**REQUIRED WORK**: Please rewrite the items below as a numbered list, from the line containing "I see a UI above. Could you identify the tree" through the end of the items, both included, skipping blank lines and leaving out the pictures.

**RECORDS FOR THE EXERCISE**:
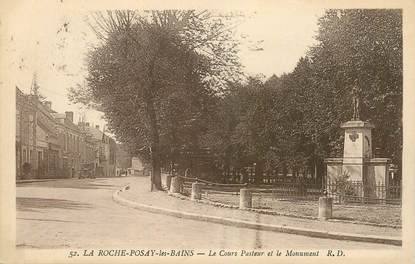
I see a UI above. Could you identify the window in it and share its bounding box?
[23,149,27,163]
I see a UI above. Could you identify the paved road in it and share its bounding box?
[17,177,398,249]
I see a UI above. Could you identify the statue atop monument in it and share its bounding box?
[352,79,360,121]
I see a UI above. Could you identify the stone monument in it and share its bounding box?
[325,81,389,201]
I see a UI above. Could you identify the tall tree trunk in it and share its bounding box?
[147,100,163,190]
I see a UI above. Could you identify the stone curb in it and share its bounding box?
[173,193,402,229]
[112,185,402,246]
[16,178,64,184]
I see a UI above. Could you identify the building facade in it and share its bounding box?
[16,87,116,180]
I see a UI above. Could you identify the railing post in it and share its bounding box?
[318,196,333,221]
[170,176,182,193]
[239,188,252,209]
[190,181,202,201]
[166,174,171,190]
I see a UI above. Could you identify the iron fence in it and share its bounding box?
[325,179,402,205]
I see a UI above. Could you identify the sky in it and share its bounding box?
[2,1,324,132]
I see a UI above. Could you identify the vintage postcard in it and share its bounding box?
[0,0,415,263]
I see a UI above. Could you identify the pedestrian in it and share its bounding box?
[184,168,191,178]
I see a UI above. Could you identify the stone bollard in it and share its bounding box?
[239,189,252,209]
[170,176,182,193]
[318,196,333,221]
[190,182,202,201]
[166,175,171,190]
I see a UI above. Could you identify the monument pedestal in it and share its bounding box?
[325,120,389,201]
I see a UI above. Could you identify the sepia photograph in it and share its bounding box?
[0,0,415,263]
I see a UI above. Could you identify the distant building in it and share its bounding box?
[16,87,116,180]
[78,123,117,177]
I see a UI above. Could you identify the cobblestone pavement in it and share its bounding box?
[121,176,402,237]
[16,177,399,250]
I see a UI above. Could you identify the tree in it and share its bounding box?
[71,11,240,189]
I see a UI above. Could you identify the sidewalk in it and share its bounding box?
[119,178,402,242]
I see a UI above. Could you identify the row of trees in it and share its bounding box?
[71,9,402,188]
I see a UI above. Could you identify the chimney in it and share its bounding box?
[65,111,73,123]
[44,101,52,110]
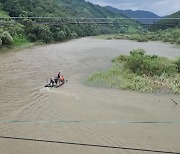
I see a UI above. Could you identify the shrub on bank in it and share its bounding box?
[88,49,180,93]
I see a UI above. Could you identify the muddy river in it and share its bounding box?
[0,37,180,154]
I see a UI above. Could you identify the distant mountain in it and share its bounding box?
[0,0,141,47]
[105,6,160,24]
[150,11,180,30]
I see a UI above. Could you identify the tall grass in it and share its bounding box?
[87,50,180,93]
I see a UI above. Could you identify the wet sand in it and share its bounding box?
[0,38,180,154]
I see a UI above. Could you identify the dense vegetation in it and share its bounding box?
[87,49,180,93]
[149,11,180,31]
[105,6,160,24]
[0,0,138,47]
[98,28,180,44]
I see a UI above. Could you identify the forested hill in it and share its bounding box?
[151,11,180,30]
[105,6,160,24]
[54,0,122,18]
[0,0,138,46]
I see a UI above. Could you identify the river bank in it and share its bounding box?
[0,37,180,154]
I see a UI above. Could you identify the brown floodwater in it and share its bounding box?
[0,37,180,154]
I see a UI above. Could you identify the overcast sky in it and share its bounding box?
[87,0,180,16]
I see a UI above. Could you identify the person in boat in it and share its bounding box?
[60,75,64,83]
[54,72,61,84]
[57,72,61,79]
[50,77,55,86]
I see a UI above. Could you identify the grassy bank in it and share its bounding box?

**EXERCISE OUTPUT**:
1. I see a UI above. Could you identify the tree in it and share its bounding box?
2. [71,11,240,189]
3. I see a UI above. Could you identify the sidewalk in it and share its bounding box?
4. [119,178,402,242]
5. I see a UI above. Could you identify the row of trees in it and share its bounding box?
6. [71,9,402,188]
7. I see a UI above. Could you identify the chimney in it and share its bounding box?
8. [65,111,73,123]
9. [44,101,52,110]
10. I see a UI above. Could you identify the shrub on bank in it and share its bounding box?
11. [88,49,180,93]
12. I see a UI above. Could you identify the muddy river in it and share its bounding box?
13. [0,37,180,154]
14. I see a UI above. Could you identify the distant mountain in it and share its bounding box?
15. [0,0,141,47]
16. [105,6,160,24]
17. [150,11,180,30]
18. I see a UI above. Could you identify the tall grass in it and share its bounding box?
19. [87,50,180,93]
20. I see a UI above. Could you identify the wet sand in it and share its bounding box?
21. [0,38,180,154]
22. I see a UI above. Could you identify the dense vegetation in it and share its bounding box?
23. [87,49,180,93]
24. [149,11,180,31]
25. [105,6,160,24]
26. [0,0,138,47]
27. [98,28,180,44]
28. I see a UI above. Could you identify the forested hill in it and share its bounding box?
29. [151,11,180,30]
30. [105,6,160,24]
31. [54,0,122,18]
32. [0,0,138,46]
33. I see a UI above. Could you identify the river bank in it and share its bounding box?
34. [0,37,180,154]
35. I see a UI above. Could you identify the brown floodwater in it and share its bounding box?
36. [0,37,180,154]
37. I see a UI above. Could you identify the overcast sky in it and share its bounding box?
38. [87,0,180,16]
39. I see a UI above. Could you identify the person in boat in it and share its bounding box?
40. [60,75,64,83]
41. [54,72,61,84]
42. [57,72,61,79]
43. [50,77,55,86]
44. I see a UI above. Could you identify the grassy bank in it and share its bounding box?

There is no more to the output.